» **Lesetext**
__________________________________________________

Es gibt Menschen, die weinen gerade um ihre verstorbenen Eltern. Kinder, die weinen, weil ihre aufgeblähten Hungerbäuche schmerzen, ihre ausgemerzten Körper merken, dass sie kurz vor dem Tode stehen. Andere laufen mit amputierten Gliedmassen in Palästina herum, sehen ihren Freunden beim Verbluten zu. Manche Erwachsenen weinen gerade, weil sie sich scheiden lassen und ihr ganzes Dasein auseinander gerissen wird. Ein Aktienhändler steht davor vom Hochhaus zu springen, weil er an der Börse sein Vermögen verloren hat. Ein Junges Mädchen weint bitter, denn es wird zum 31. Mal von ihrem Verwandten vergewaltigt. Ein Junge wird von der Mutter geschlagen bis er blutet. Ein wohlhabender Teenager schreit um die Kreditkarte seines Vaters, die ihm gerade entzogen wurde. Eine Mutter verliert ihr Kind bei der Entbindung. Eine Verliebte schluchzt, denn sie wurde nun zum vierten Mal betrogen. Ein Heroinabhängiger verzweifelt, weil er  schon wieder nicht widerstehen konnte. Ein Vietnam-Überlebender seufzt, als ihm seine im Graben liegende Mutter in den Sinn kommt. Im Krankenhaus kotzt einer nach der Chemo. Ein übergewichtiges Kind liest im Internet nach, wie man sich am schnellsten umbringt.

Welch ungeheurer Vergleich, werdet ihr euch denken. Diese ganz unterschiedlichen Situationen in einen Topf zu werfen. Äpfel mit Birnen zu vergleichen. Natürlich,  ein kategorisierendes Gehirn wird klar von schwereren, mittelschweren und leichten Schicksalsschlägen unterscheiden können. Ein betroffenes Individuum allerdings, schafft es nicht zu differenzieren. Für jede einzelne dieser Personen, scheint ihr Erlebnis, ihre Vergangenheit, ihre Geschichte, ihr unmittelbares Leid, das Schrecklichste und Schmerzhafteste dieser Welt zu sein.

Alle diese Menschen, wie auch wir, tragen unseren Rucksack voller belastender Momente und Erlebnisse mit uns. Leid, Schmerz, Ablehnung, Trauer, Wut, Selbstmitleid, Selbstzerstörung, Zweifel, Dunkelheit und Depression. Alle Menschen dieser Welt teilen diese Gefühle. Egal ob sie nun von schweren oder mittelschweren Schicksalen geprägt wurden. Für uns waren schwierige Momente immer von der schwersten Sorte, solange wir sie nicht zu überwinden lernten.

__________________________________________________

» **Daten**

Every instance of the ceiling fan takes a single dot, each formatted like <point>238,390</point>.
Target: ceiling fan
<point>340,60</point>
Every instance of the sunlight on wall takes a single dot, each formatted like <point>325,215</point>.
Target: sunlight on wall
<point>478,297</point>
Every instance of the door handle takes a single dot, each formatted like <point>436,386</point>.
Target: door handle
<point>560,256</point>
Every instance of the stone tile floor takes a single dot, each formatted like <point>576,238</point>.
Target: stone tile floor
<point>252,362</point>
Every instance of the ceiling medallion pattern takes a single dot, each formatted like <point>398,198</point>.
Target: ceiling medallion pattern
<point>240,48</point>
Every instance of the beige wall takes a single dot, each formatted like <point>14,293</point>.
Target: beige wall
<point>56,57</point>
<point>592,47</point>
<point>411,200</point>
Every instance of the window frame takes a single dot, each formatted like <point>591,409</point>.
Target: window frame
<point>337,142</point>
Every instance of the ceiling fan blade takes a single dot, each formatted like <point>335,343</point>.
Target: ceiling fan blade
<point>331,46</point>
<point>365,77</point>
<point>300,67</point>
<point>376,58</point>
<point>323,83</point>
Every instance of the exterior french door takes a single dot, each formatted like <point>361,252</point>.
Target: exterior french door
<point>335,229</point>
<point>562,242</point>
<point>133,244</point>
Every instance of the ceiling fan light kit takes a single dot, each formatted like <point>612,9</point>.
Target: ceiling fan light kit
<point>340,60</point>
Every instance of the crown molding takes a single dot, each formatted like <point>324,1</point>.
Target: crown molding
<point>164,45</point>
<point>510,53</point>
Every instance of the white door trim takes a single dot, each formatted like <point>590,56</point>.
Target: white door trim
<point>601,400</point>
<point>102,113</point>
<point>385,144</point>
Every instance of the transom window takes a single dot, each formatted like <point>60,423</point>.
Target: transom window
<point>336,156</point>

__________________________________________________

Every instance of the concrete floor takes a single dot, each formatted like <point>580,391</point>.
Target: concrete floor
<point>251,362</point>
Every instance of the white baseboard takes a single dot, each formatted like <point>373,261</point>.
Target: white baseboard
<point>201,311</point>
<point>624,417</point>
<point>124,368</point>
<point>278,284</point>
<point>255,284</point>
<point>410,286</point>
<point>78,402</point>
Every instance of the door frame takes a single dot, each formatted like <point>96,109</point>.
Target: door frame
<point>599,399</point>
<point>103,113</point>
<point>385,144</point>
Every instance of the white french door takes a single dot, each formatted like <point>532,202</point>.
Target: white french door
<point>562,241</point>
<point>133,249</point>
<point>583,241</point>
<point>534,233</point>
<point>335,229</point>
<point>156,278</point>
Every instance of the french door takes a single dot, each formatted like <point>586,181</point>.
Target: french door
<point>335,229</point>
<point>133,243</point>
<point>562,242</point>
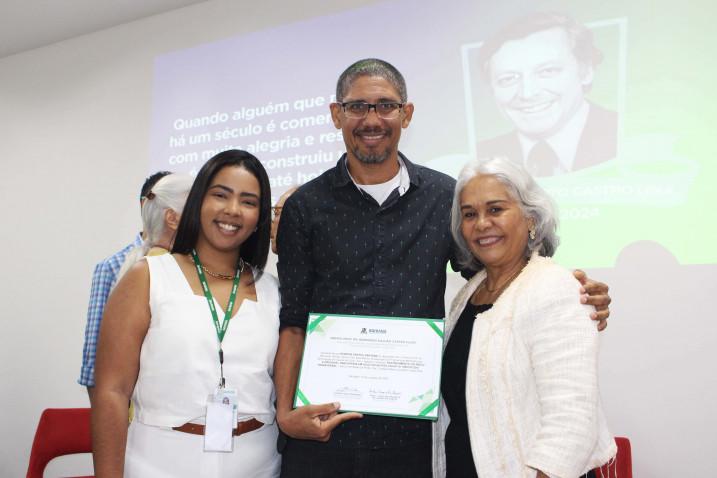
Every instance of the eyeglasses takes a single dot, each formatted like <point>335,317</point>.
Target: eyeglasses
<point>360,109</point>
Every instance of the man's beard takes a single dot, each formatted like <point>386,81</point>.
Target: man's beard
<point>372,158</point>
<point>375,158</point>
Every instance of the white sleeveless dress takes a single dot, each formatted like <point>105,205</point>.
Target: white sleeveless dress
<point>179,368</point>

__________________________________________________

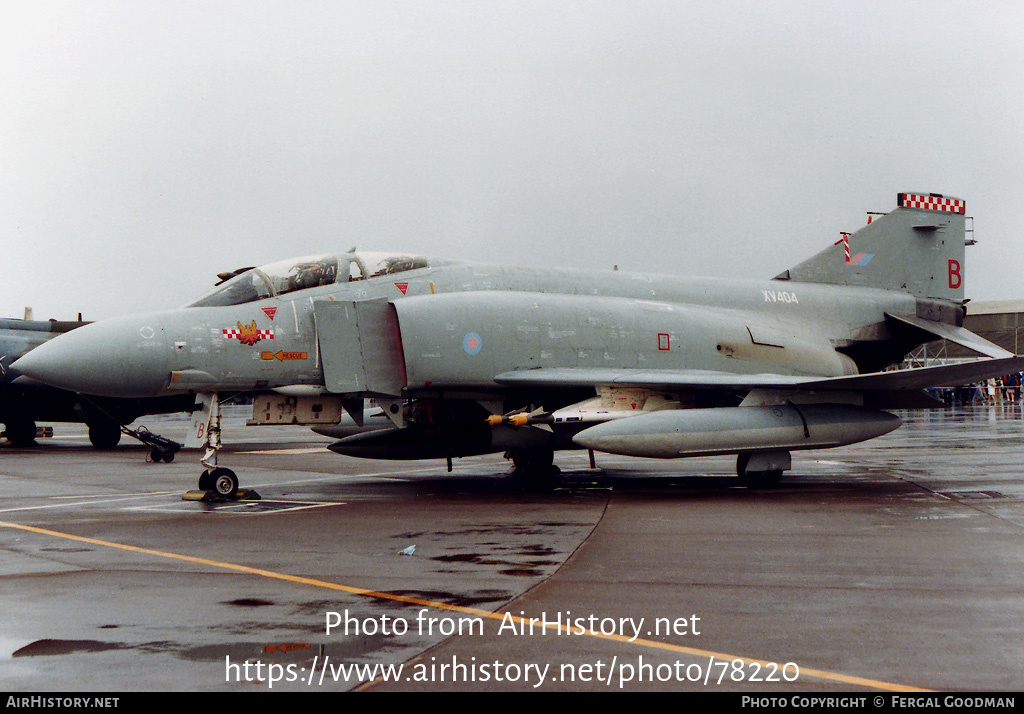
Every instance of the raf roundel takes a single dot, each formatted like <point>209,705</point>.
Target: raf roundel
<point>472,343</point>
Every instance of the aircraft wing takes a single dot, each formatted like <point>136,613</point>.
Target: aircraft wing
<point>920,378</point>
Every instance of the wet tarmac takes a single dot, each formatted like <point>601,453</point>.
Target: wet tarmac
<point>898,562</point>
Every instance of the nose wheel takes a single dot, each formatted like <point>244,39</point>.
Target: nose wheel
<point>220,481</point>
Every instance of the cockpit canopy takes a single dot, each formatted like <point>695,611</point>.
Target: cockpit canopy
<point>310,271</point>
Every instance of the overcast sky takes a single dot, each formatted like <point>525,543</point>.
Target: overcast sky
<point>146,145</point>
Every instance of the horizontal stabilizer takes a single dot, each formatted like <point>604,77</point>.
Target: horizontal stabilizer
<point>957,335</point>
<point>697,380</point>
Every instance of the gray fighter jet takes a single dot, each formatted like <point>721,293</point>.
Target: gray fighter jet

__________________________________________________

» **Aufgabenstellung**
Schreiben Sie aus dem Lesetext den Abschnitt wortgetreu ab, der bei den Worten "Alle diese Menschen, wie" beginnt und nach den Worten "zu überwinden lernten." endet.

» **Erwartete Antwort**
Alle diese Menschen, wie auch wir, tragen unseren Rucksack voller belastender Momente und Erlebnisse mit uns. Leid, Schmerz, Ablehnung, Trauer, Wut, Selbstmitleid, Selbstzerstörung, Zweifel, Dunkelheit und Depression. Alle Menschen dieser Welt teilen diese Gefühle. Egal ob sie nun von schweren oder mittelschweren Schicksalen geprägt wurden. Für uns waren schwierige Momente immer von der schwersten Sorte, solange wir sie nicht zu überwinden lernten.